Output all of the records below word for word, keeping every line unchanged.

(Items listed in a dataset)
__________
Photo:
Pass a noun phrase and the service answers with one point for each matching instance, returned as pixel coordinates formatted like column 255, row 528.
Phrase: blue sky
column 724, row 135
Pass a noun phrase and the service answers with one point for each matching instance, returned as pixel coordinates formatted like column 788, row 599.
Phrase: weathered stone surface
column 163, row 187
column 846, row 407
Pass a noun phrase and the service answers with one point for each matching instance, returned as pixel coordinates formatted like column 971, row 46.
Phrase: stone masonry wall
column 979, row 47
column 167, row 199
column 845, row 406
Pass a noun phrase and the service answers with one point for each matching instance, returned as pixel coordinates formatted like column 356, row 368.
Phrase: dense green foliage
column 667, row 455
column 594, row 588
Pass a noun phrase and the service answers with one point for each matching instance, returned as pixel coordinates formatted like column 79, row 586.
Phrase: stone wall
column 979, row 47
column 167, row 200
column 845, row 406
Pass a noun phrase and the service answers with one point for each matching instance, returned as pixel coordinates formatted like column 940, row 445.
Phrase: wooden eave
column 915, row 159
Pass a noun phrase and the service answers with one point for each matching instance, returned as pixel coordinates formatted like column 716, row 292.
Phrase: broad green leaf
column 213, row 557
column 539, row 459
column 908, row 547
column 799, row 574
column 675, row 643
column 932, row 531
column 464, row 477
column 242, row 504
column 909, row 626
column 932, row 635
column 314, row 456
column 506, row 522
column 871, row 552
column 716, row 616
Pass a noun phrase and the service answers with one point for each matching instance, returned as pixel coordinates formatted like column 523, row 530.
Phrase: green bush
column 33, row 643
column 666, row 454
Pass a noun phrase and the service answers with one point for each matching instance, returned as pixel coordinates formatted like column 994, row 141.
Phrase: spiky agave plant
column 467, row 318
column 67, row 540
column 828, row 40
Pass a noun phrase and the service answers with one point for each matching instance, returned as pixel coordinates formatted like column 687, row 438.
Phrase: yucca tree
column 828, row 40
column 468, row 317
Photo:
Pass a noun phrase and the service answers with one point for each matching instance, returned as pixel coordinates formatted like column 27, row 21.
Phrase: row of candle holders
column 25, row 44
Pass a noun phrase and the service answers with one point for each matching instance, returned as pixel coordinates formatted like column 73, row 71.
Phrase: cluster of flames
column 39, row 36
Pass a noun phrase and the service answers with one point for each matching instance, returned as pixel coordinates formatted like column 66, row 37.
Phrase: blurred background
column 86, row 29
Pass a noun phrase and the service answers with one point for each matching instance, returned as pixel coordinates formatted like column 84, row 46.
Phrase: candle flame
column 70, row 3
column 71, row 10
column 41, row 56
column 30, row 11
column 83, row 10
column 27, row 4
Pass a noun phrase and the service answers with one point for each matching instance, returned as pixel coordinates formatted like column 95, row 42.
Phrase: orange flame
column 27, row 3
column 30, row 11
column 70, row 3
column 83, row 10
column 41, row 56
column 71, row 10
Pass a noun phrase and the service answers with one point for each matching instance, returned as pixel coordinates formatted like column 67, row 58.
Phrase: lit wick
__________
• **Correct output**:
Photo:
Pass a noun phrase and the service answers with one point for each matching instance, returned as pixel coordinates formatted like column 255, row 528.
Phrase: blue sky
column 724, row 135
Pass a noun phrase and the service answers with one point for each matching instance, returned as pixel coordinates formatted like column 788, row 599.
Phrase: weathered stone surface
column 163, row 187
column 846, row 407
Pass a noun phrase and the service answers with one point for each matching instance, returned as pixel coordinates formatted like column 971, row 46.
Phrase: stone masonry wall
column 979, row 47
column 167, row 199
column 845, row 406
Pass a noun phrase and the service answers with one point for each matching instance, returned as pixel coordinates formatted like column 356, row 368.
Phrase: dense green foliage
column 667, row 455
column 594, row 588
Pass a noun phrase and the service answers with one point for each matching instance, returned as pixel coordinates formatted like column 79, row 586.
Phrase: stone wall
column 979, row 47
column 167, row 200
column 845, row 406
Pass a noun phrase and the service answers with one point for each matching instance, returned as pixel coordinates formatted like column 940, row 445.
Phrase: wooden eave
column 915, row 159
Pass a noun phrase and the service answers with one point for each matching instance, returned as pixel coordinates formatted like column 716, row 292.
Phrase: broad green leaf
column 213, row 557
column 539, row 459
column 908, row 547
column 799, row 574
column 675, row 643
column 932, row 531
column 464, row 477
column 242, row 504
column 909, row 626
column 932, row 635
column 314, row 456
column 506, row 522
column 871, row 552
column 716, row 616
Pass a noun phrase and the service answers with one point for each matching instance, returned as pixel coordinates formatted like column 523, row 530.
Phrase: green bush
column 33, row 643
column 666, row 454
Pass a noun phrase and the service answers with one point for each matching instance, returned as pixel coordinates formatted like column 994, row 141.
Phrase: spiky agave plant
column 467, row 318
column 67, row 540
column 828, row 40
Pass a noun phrase and the service answers with one point for each matching instance, returned as pixel coordinates formatted like column 687, row 438.
Phrase: yucca tree
column 828, row 40
column 468, row 317
Photo:
Pass a noun phrase and the service answers with one point for each matching instance, returned as pixel coordinates formatted like column 27, row 21.
Phrase: row of candle holders
column 25, row 44
Pass a noun phrase and the service answers with one point for each matching instance, returned as pixel coordinates formatted like column 73, row 71.
Phrase: cluster of flames
column 39, row 36
Pass a noun phrase and the service answers with one point for each matching instance, returned as pixel coordinates formatted like column 66, row 37.
Phrase: blurred background
column 86, row 29
Pass a noun phrase and the service answers with one point for each matching instance, returned as pixel coordinates formatted like column 84, row 46.
Phrase: candle flame
column 70, row 3
column 71, row 10
column 41, row 56
column 30, row 11
column 83, row 10
column 27, row 4
Pass a noun phrase and the service answers with one point for each matching instance, returned as pixel coordinates formatted like column 95, row 42.
Phrase: orange flame
column 27, row 3
column 30, row 11
column 70, row 3
column 83, row 10
column 41, row 56
column 71, row 10
Pass a noun phrase and the service answers with one point for each matching instance, returned as pixel coordinates formatted like column 67, row 58.
Phrase: lit wick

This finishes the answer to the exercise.